● **Task brief**: Retype the data below, every word of it, exactly.

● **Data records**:
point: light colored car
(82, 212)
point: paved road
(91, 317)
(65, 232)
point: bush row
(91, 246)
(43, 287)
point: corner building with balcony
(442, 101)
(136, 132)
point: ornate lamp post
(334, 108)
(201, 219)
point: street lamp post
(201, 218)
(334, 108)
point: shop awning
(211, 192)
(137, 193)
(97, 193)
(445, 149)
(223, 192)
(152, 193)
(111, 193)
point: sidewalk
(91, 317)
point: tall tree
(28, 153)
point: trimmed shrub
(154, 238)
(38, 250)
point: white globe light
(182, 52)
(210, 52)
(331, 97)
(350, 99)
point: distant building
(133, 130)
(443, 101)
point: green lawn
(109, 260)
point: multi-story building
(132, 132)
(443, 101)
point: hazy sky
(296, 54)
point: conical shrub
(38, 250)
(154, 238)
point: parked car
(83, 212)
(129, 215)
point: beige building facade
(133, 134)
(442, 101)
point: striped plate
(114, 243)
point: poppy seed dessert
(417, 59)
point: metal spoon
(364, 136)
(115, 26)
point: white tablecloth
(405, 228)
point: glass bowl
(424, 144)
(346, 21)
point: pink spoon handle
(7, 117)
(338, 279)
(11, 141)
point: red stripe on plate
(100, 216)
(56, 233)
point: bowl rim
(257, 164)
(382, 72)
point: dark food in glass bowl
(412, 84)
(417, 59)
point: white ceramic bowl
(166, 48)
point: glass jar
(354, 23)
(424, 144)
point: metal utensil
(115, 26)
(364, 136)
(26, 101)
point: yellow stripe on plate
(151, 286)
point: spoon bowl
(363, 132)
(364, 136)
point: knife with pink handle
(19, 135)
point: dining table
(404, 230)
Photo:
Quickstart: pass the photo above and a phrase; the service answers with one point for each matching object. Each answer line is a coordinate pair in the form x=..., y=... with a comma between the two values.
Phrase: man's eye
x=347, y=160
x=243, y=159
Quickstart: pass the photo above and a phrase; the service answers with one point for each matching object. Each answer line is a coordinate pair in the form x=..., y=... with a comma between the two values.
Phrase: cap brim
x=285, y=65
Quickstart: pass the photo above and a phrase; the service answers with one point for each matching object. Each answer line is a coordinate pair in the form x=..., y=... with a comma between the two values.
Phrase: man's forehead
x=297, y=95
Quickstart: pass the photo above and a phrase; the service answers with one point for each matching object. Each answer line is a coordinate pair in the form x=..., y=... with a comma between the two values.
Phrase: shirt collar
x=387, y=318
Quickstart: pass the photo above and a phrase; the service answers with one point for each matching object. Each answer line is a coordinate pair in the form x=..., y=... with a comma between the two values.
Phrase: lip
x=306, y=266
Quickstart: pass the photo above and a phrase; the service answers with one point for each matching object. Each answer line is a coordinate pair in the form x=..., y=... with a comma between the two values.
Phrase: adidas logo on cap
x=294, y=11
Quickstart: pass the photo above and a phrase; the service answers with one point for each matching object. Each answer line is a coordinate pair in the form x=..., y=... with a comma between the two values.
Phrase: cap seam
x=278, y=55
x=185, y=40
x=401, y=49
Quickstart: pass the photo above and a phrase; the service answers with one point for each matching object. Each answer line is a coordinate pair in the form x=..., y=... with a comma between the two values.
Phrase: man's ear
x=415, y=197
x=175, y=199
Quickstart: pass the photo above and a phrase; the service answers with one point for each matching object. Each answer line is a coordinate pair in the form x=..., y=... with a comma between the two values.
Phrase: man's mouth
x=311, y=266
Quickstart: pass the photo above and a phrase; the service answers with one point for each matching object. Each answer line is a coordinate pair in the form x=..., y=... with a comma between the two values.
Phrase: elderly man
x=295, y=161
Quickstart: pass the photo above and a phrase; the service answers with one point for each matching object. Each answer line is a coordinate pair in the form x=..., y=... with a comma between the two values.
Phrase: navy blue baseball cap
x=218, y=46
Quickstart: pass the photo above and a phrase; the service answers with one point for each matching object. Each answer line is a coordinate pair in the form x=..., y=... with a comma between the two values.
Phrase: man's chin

● **Result of the task**:
point: light colored car
(82, 212)
point: paved road
(91, 317)
(65, 232)
point: bush row
(91, 246)
(43, 287)
point: corner building with balcony
(442, 101)
(136, 132)
point: ornate lamp post
(334, 108)
(201, 219)
point: street lamp post
(201, 218)
(334, 108)
point: shop awning
(211, 192)
(137, 193)
(97, 193)
(445, 149)
(223, 192)
(152, 193)
(111, 193)
point: sidewalk
(91, 317)
point: tall tree
(28, 153)
point: trimmed shrub
(154, 238)
(38, 250)
point: white globe light
(182, 52)
(210, 52)
(331, 97)
(350, 99)
point: distant building
(133, 130)
(443, 101)
point: green lawn
(109, 260)
point: multi-story building
(132, 132)
(443, 101)
point: hazy sky
(296, 54)
point: conical shrub
(38, 250)
(154, 238)
point: parked car
(83, 212)
(129, 215)
point: beige building facade
(133, 134)
(442, 101)
point: striped plate
(114, 243)
point: poppy seed dessert
(417, 59)
point: metal spoon
(364, 136)
(115, 26)
point: white tablecloth
(405, 228)
point: glass bowl
(424, 144)
(346, 21)
point: pink spoon handle
(7, 117)
(338, 279)
(11, 141)
point: red stripe on plate
(100, 216)
(56, 233)
point: bowl rim
(257, 164)
(382, 72)
point: dark food in glass bowl
(412, 84)
(417, 59)
point: white ceramic bowl
(166, 48)
point: glass jar
(354, 23)
(424, 144)
point: metal utensil
(115, 26)
(364, 136)
(26, 101)
point: yellow stripe on plate
(151, 286)
point: spoon bowl
(363, 132)
(364, 136)
point: knife with pink handle
(19, 135)
point: dining table
(404, 230)
Photo:
Quickstart: pass the photo above and a phrase; the service answers with one point for each matching object. Each answer line is a coordinate pair in the form x=..., y=... with a comma between the two values.
Phrase: man's eye
x=347, y=160
x=243, y=159
Quickstart: pass the photo above and a phrase; the service answers with one point for each matching object. Each answer line is a coordinate pair in the form x=..., y=... with a comma between the two values.
Phrase: cap brim
x=285, y=65
Quickstart: pass the photo above and a phrase; the service answers with one point for each matching object. Each answer line is a coordinate pair in the form x=..., y=... with a comma between the two values.
Phrase: man's forehead
x=297, y=95
Quickstart: pass the photo above and a phrase; the service answers with one point for each matching object. Each answer line is a coordinate pair in the form x=..., y=... with a comma between the two values.
Phrase: shirt collar
x=387, y=318
Quickstart: pass the photo above and a phrase; the service answers with one point for each matching object. Each answer line is a coordinate pair in the form x=..., y=... with a comma between the two values.
Phrase: lip
x=306, y=266
Quickstart: pass the photo above and a phrase; the service answers with one point for each matching object. Each answer line is a coordinate pair in the form x=..., y=... with a comma between the two values.
Phrase: adidas logo on cap
x=294, y=11
Quickstart: pass the photo above and a phrase; the service answers with one point for each matching object. Each answer line is a coordinate pair in the form x=..., y=... with a comma between the two values.
Phrase: cap seam
x=278, y=55
x=185, y=40
x=401, y=49
Quickstart: pass the photo above and a phrase; the service answers with one point for each matching object. Each answer line is a coordinate pair in the form x=..., y=... with a comma between the two values.
Phrase: man's ear
x=415, y=197
x=175, y=199
Quickstart: pass the photo above and a phrase; the service answers with one point for each matching object. Each answer line is a coordinate pair in the form x=..., y=... with a comma between the two values.
Phrase: man's mouth
x=311, y=266
Quickstart: pass the photo above and a phrase; the service answers with one point for each matching object. Each answer line is a coordinate pair in the form x=..., y=... with a comma between the two values.
Phrase: elderly man
x=295, y=161
Quickstart: pass the photo above and a phrase; the service answers with one point for each matching object. Each answer line is a coordinate pair in the form x=..., y=... with a comma between the two values.
Phrase: navy blue baseball cap
x=218, y=46
Quickstart: pass the photo above and a phrase; the service answers with one point for each matching object. Each answer line is a coordinate pair in the form x=..., y=... with a comma between the two values.
Phrase: man's chin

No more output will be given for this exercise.